*Texte:*

%%

Présentation
C’est un privilège de présenter au grand public de langue française ce florilège judicieusement établi de textes du Magistère du Pape Jean-Paul II.
Le Saint-Père en effet, au cours des années d’un pontificat débordant d'activités, ne se contente pas de parcourir le monde à grandes enjambées. Il arpente en même temps les immenses domaines de l'activité humaine et le champ sans limites des sciences humaines et des sciences de la nature. Avec une fidélité créatrice, il puise dans le trésor inépuisable de la tradition bimillénaire de l'Église et scrute, avec une acribie pénétrante qui en renouvelle la lecture, les textes .fondateurs de l'Ancien et du Nouveau Testament.

%%

*Exercices:*
1) Indiquez si chacune des affirmations suivantes concorde avec la présentation du florilège de Jean-Paul II, en répondant par oui ou par non et en citant les mots du texte qui tranchent : (a) le florilège réunit des textes du Magistère de Jean-Paul II ; (b) le florilège est destiné à un public de langue anglaise ; (c) le Saint-Père se contente de parcourir le monde à grandes enjambées.
2) D'après la présentation du florilège de Jean-Paul II, dans quel trésor le Saint-Père puise-t-il avec une fidélité créatrice ?
3) Prolongez la présentation du florilège de Jean-Paul II à partir de sa dernière phrase.

*Lignes enregistrées:*
%%

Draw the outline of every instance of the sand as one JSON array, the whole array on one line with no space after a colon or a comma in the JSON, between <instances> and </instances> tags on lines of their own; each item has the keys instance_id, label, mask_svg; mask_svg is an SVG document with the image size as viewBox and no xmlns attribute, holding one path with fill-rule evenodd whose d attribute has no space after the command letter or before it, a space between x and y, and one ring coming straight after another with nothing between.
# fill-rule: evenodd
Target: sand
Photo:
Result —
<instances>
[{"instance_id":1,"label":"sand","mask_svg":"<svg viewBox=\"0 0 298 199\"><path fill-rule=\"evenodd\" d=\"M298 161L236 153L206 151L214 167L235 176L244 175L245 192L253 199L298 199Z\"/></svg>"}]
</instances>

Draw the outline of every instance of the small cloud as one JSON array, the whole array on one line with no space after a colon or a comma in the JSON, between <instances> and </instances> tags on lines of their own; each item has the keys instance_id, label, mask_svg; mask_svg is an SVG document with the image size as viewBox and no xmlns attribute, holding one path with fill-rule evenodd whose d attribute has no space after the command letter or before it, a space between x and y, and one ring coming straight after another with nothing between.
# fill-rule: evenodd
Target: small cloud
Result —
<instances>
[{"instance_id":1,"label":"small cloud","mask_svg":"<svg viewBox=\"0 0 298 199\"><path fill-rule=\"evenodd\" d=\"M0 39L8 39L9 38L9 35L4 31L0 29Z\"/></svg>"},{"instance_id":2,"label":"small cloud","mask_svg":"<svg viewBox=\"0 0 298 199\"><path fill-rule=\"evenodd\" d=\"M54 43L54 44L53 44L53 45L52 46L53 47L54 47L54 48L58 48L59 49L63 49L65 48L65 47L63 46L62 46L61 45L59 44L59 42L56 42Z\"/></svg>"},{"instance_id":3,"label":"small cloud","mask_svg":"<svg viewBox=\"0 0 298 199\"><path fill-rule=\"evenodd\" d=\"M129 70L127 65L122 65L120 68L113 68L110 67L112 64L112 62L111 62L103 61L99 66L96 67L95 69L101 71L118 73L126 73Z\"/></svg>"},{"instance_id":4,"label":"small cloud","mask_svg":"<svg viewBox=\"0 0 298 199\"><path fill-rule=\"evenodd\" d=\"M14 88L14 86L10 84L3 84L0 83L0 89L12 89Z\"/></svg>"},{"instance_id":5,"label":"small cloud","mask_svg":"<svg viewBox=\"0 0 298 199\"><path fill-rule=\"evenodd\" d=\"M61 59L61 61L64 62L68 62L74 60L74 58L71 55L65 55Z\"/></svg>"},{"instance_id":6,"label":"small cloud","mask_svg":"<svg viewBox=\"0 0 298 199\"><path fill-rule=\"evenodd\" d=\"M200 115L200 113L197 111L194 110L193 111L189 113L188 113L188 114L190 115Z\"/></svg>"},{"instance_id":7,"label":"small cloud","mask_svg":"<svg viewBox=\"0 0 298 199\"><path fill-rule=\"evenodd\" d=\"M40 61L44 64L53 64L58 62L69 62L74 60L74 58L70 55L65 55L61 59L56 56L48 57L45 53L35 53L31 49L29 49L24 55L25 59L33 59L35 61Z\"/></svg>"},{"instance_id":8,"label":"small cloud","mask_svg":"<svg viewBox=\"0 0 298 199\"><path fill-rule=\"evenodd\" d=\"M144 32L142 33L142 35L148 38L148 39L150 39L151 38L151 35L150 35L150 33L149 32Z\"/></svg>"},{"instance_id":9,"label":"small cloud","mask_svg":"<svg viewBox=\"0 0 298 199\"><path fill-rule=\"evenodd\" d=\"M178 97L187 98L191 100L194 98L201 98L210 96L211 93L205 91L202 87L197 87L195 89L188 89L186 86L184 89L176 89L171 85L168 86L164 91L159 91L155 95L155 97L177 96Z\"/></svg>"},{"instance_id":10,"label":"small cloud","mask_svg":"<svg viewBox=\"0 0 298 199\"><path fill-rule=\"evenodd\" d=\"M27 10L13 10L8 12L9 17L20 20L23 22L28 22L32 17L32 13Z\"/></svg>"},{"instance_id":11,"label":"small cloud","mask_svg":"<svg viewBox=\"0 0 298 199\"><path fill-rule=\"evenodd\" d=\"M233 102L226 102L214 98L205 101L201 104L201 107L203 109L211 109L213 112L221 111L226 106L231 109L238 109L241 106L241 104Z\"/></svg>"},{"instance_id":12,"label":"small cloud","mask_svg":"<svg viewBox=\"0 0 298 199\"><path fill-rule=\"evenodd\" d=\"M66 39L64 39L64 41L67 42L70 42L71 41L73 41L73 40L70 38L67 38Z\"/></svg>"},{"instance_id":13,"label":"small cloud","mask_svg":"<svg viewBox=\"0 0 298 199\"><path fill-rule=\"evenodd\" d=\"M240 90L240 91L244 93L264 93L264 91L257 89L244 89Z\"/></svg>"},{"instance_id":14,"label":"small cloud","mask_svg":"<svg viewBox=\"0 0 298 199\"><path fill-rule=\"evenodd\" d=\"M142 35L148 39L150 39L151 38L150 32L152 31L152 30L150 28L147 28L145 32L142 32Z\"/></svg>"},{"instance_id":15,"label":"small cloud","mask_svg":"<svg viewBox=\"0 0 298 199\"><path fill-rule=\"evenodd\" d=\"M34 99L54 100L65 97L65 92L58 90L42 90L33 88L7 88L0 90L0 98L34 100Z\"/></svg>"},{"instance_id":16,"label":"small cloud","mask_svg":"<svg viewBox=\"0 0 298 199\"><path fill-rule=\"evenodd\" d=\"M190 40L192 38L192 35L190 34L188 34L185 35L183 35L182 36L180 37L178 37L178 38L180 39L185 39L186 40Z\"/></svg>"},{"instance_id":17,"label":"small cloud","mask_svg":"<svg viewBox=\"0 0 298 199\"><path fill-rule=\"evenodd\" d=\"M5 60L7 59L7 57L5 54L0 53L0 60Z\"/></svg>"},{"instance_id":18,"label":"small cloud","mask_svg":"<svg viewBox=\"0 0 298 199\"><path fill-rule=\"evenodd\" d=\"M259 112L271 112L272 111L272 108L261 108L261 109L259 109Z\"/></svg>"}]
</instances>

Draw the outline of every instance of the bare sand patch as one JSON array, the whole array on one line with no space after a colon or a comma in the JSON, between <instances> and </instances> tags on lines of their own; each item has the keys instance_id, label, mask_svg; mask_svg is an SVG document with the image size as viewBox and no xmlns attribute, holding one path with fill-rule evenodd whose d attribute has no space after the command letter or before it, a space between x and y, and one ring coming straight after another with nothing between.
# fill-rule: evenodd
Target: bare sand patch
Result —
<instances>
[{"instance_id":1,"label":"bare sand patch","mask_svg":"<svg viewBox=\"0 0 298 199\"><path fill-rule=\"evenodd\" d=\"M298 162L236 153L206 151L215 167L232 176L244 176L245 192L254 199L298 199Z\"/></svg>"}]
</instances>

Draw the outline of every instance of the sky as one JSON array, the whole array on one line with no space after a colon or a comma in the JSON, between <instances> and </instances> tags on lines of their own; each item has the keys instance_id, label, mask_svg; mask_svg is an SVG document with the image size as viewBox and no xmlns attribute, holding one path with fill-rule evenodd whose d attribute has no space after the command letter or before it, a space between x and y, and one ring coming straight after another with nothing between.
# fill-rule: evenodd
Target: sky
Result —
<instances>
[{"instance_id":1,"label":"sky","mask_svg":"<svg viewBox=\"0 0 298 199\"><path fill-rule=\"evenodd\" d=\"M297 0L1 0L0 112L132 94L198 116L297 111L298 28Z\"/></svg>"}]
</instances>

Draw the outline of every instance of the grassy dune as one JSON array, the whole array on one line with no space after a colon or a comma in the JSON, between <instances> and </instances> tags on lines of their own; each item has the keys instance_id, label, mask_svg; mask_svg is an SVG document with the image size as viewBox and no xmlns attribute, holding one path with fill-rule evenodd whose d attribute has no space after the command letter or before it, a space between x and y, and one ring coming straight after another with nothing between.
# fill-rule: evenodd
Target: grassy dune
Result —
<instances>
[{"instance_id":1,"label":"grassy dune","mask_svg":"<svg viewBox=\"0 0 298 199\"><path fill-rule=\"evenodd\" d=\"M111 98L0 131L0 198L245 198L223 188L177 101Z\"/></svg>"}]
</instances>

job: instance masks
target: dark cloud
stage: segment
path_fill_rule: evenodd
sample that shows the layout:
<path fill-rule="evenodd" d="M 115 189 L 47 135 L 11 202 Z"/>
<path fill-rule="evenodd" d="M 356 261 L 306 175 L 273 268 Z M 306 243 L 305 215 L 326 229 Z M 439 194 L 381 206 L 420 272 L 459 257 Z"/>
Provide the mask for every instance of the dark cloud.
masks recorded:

%%

*Corrigé:*
1)
(a) Oui : « ce florilège judicieusement établi de textes du Magistère du Pape Jean-Paul II ».
(b) Non : « au grand public de langue française ».
(c) Non : « ne se contente pas de parcourir le monde à grandes enjambées ».

2) Dans le trésor inépuisable de la tradition bimillénaire de l'Église.

3)
Les interventions de Jean-Paul II sont innombrables. La multiplication des textes et leur ampleur, comme la difficulté de les consulter, rendait souhaitable qu'un choix significatif en soit proposé dans un volume aisément abordable. Aussi faut-il remercier les éditeurs qui en ont pris l'initiative.
Tant de paroles en effet et tant d'écrits traversent le firmament médiatique de la modernité avec la rapidité et la caducité de l'éphémère. Entrer, à l'inverse, dans l'univers de pensée de Jean-Paul II, c'est retrouver, avec l'accent propre et inimitable de Karol Wojtyla, de vraies paroles nées de la fréquentation quotidienne de Dieu et des hommes, et prononcées avec la conviction du témoin et la décision de l'acteur conscient de remplir une mission inaliénable : n'affirmer, avec les mots d'aujourd'hui, ces vérités venues du fond des âges où l'humanité du Dieu fait homme en Jésus-Christ inspire un humanisme millénaire aujourd'hui menacé.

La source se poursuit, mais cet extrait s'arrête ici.